## Start
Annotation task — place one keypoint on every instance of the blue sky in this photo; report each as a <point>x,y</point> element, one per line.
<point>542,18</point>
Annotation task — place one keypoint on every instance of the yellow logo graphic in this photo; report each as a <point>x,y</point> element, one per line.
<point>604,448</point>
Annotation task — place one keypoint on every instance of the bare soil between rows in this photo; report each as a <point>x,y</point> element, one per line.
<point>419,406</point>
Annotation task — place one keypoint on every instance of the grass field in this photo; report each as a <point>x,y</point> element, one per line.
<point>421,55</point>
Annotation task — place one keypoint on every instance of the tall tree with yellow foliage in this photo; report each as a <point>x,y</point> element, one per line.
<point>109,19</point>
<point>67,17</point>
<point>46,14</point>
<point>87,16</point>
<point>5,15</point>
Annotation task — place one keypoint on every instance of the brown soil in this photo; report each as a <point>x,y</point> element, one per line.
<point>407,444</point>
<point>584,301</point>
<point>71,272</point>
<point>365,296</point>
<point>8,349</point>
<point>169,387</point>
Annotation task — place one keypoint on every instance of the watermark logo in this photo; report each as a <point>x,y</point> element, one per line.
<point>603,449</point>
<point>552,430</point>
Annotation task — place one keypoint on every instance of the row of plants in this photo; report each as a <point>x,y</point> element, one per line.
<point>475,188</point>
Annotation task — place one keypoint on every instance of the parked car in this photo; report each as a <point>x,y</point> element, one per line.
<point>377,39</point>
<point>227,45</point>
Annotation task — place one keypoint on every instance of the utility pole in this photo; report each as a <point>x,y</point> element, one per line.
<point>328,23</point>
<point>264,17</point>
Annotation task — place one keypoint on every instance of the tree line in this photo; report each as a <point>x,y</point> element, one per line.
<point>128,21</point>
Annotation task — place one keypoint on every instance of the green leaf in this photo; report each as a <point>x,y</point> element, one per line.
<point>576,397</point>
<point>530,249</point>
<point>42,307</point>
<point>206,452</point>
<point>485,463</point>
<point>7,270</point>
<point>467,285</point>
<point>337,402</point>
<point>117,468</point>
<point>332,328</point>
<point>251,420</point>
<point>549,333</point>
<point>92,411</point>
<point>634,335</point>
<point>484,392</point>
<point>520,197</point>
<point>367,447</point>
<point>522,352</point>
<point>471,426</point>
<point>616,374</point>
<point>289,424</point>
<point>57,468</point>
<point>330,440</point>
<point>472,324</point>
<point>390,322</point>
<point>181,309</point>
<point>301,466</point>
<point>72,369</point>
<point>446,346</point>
## End
## Start
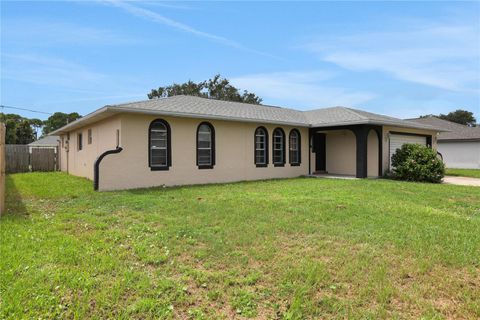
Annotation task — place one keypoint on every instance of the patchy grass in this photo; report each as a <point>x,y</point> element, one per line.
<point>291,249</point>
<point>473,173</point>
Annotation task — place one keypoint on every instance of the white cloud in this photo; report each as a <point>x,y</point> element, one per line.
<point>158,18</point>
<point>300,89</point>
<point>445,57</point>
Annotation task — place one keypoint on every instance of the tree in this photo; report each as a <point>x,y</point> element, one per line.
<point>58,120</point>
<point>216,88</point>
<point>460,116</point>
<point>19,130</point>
## End
### Required task
Rewrite the part of the listing above that runs from the line containing "of the grass" to the line containing "<point>475,188</point>", both included, as a Markdown table with the columns Row and Entry. Omit any blank lines.

### Solved problem
| Row | Entry |
|---|---|
| 1 | Annotation task — place one keypoint on every instance of the grass field in this photo; report each as a <point>x,y</point> element, one per line. |
| 2 | <point>421,55</point> |
| 3 | Annotation task — place one keypoint on every instance of the tall tree with yellow foliage in this photo; report each as a <point>x,y</point> element, one per line. |
| 4 | <point>109,19</point> |
| 5 | <point>67,17</point> |
| 6 | <point>46,14</point> |
| 7 | <point>87,16</point> |
| 8 | <point>5,15</point> |
| 9 | Annotation task — place one keypoint on every instance of the brown soil in this photo; report each as a <point>x,y</point> element, one per line. |
| 10 | <point>407,444</point> |
| 11 | <point>584,301</point> |
| 12 | <point>71,272</point> |
| 13 | <point>365,296</point> |
| 14 | <point>8,349</point> |
| 15 | <point>169,387</point> |
| 16 | Annotation task — place one keypoint on every instance of the watermark logo in this photo; report each as a <point>x,y</point> element, one per line. |
| 17 | <point>603,449</point> |
| 18 | <point>552,430</point> |
| 19 | Annotation task — place one keypoint on every instance of the row of plants in this photo; report each as a <point>x,y</point> element, one per line. |
| 20 | <point>475,188</point> |